Material for the task:
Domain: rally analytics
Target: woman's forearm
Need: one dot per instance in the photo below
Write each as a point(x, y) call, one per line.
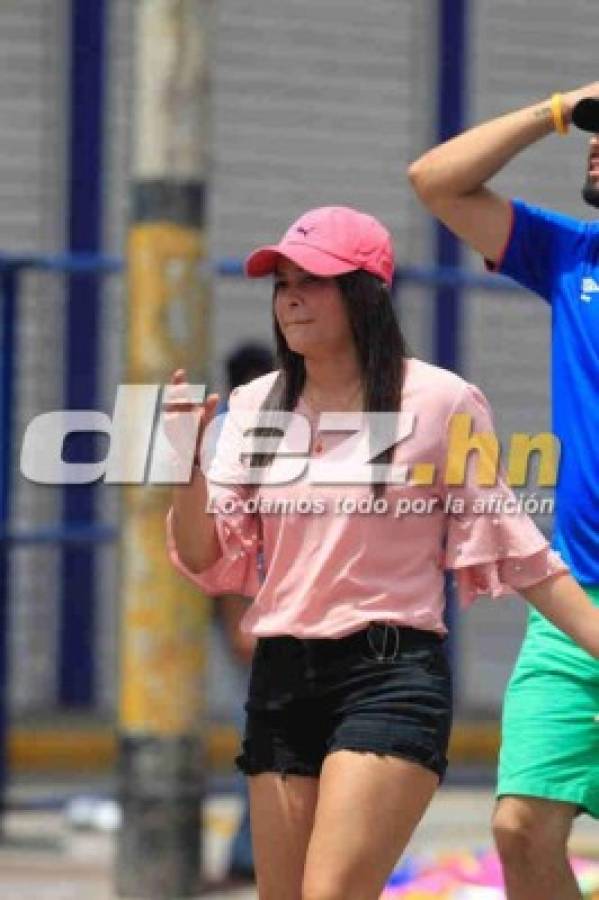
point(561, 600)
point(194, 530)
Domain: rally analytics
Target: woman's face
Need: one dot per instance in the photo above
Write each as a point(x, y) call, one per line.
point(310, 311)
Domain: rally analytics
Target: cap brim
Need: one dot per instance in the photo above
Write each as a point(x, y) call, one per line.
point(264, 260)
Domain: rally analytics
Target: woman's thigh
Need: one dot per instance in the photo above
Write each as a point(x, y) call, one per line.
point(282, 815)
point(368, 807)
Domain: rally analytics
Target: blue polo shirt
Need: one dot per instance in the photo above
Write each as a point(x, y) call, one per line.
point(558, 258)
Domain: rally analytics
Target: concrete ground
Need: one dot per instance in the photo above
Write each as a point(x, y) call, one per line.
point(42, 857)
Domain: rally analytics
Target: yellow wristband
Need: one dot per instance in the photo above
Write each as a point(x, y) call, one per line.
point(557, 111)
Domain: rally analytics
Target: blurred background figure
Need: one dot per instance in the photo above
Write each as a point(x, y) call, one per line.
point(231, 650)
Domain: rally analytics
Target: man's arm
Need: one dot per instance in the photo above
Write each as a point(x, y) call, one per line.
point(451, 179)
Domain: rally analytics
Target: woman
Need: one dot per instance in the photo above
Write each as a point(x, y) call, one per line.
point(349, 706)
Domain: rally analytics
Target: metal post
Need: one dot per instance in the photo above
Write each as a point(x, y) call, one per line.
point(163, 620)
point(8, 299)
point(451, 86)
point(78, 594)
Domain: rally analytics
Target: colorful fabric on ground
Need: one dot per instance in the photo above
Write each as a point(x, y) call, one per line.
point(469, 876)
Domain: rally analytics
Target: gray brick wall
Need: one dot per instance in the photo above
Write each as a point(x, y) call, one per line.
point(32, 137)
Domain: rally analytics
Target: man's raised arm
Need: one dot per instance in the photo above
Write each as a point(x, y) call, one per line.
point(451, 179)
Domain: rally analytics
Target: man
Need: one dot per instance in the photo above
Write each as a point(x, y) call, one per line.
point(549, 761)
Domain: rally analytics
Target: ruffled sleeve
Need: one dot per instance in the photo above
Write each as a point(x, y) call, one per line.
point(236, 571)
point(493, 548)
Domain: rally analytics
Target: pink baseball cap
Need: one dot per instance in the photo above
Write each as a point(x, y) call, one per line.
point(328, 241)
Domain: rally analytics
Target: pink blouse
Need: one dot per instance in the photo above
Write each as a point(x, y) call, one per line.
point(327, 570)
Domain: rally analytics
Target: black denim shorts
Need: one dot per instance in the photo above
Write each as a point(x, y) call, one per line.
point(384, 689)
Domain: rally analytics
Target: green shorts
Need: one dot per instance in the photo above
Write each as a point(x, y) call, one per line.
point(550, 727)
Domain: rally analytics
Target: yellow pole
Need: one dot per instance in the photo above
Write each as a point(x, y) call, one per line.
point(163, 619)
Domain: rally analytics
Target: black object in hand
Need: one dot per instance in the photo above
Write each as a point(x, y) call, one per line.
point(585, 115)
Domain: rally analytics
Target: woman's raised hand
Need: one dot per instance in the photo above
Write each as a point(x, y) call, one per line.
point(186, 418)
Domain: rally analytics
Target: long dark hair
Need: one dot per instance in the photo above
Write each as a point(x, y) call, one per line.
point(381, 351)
...
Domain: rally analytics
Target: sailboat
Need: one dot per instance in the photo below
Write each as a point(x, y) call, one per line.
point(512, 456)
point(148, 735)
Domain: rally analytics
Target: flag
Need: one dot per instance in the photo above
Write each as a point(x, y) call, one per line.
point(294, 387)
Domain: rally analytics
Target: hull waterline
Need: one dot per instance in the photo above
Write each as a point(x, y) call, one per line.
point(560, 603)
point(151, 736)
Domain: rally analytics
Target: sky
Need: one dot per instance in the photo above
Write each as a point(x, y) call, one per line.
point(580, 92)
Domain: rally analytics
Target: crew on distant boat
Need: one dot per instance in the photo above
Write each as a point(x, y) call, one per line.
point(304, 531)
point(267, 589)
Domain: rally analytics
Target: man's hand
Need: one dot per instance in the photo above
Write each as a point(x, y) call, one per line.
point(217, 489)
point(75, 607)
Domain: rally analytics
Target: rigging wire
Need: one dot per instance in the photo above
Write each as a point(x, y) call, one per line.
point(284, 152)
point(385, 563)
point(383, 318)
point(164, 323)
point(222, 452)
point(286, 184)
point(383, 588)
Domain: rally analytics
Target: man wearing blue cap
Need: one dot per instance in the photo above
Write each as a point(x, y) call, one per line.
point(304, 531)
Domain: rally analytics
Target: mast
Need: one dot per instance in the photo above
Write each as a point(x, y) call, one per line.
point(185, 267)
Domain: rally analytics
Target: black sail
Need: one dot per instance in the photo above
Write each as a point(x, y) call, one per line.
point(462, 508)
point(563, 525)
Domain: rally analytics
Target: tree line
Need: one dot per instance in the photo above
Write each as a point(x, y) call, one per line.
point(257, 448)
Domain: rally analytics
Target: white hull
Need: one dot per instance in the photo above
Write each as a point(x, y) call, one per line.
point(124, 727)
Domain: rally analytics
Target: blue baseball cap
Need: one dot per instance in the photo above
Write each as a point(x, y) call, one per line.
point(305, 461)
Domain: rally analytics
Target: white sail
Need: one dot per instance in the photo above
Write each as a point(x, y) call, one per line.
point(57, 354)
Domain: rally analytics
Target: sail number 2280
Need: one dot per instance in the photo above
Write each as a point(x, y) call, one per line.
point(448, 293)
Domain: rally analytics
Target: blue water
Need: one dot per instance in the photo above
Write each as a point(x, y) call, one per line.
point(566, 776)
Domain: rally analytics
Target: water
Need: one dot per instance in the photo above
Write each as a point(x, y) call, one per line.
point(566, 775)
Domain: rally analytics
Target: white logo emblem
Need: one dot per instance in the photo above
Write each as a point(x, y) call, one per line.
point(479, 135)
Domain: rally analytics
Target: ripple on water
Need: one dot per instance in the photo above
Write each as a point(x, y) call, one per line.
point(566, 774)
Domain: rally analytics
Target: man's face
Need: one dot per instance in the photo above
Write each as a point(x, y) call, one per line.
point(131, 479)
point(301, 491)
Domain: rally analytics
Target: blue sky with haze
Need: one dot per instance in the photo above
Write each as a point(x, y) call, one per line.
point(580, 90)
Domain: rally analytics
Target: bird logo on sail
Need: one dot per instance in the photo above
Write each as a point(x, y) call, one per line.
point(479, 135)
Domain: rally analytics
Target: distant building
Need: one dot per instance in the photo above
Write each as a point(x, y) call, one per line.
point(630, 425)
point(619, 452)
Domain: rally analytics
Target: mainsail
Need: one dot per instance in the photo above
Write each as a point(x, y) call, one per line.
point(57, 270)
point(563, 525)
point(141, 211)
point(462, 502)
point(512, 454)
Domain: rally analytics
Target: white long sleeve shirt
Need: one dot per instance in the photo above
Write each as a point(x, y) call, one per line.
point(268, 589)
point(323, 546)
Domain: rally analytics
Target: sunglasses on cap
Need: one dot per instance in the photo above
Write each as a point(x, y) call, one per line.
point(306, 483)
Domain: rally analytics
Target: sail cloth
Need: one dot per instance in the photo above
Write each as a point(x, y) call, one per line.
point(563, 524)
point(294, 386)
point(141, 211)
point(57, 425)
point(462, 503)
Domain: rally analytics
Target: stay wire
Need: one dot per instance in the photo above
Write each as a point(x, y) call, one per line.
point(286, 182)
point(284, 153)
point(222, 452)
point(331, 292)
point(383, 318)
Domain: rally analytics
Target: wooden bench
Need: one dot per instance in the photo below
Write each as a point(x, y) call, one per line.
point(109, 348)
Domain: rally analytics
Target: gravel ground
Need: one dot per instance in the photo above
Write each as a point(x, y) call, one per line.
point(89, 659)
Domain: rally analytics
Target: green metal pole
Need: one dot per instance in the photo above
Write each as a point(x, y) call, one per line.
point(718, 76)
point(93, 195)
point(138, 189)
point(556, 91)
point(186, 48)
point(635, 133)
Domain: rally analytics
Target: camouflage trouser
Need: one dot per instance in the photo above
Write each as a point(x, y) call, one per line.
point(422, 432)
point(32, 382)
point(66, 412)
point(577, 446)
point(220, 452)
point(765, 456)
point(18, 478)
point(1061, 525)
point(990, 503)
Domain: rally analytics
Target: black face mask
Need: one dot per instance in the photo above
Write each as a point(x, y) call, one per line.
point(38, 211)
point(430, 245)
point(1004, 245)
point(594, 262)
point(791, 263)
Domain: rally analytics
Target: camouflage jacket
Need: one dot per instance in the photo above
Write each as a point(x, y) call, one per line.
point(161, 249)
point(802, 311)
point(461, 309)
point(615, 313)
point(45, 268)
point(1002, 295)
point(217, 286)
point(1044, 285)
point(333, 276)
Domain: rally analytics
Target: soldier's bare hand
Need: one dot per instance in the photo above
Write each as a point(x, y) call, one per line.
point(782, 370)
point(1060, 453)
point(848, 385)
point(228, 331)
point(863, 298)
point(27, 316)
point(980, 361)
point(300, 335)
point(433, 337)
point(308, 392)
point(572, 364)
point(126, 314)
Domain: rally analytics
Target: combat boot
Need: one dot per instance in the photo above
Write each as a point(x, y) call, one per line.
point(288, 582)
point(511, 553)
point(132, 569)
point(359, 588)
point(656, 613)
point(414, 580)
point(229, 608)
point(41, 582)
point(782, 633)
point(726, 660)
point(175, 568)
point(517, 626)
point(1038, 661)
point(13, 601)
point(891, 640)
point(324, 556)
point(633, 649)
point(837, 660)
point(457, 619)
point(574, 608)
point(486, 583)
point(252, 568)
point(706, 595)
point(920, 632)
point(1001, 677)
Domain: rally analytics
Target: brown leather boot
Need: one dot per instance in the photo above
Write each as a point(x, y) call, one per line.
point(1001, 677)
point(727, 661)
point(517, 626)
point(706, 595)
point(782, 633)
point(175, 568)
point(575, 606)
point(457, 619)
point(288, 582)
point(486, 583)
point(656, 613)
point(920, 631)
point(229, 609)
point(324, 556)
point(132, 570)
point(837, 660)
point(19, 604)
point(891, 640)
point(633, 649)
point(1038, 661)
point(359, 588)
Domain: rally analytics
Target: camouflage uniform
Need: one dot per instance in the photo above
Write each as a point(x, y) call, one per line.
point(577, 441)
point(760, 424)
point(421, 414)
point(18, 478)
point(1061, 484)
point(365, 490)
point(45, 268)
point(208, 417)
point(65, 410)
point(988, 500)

What needs to be done: How many lines above contain the string "sleeve", treating uppercase and lowercase as different? Give the number alone.

Problem solution: 2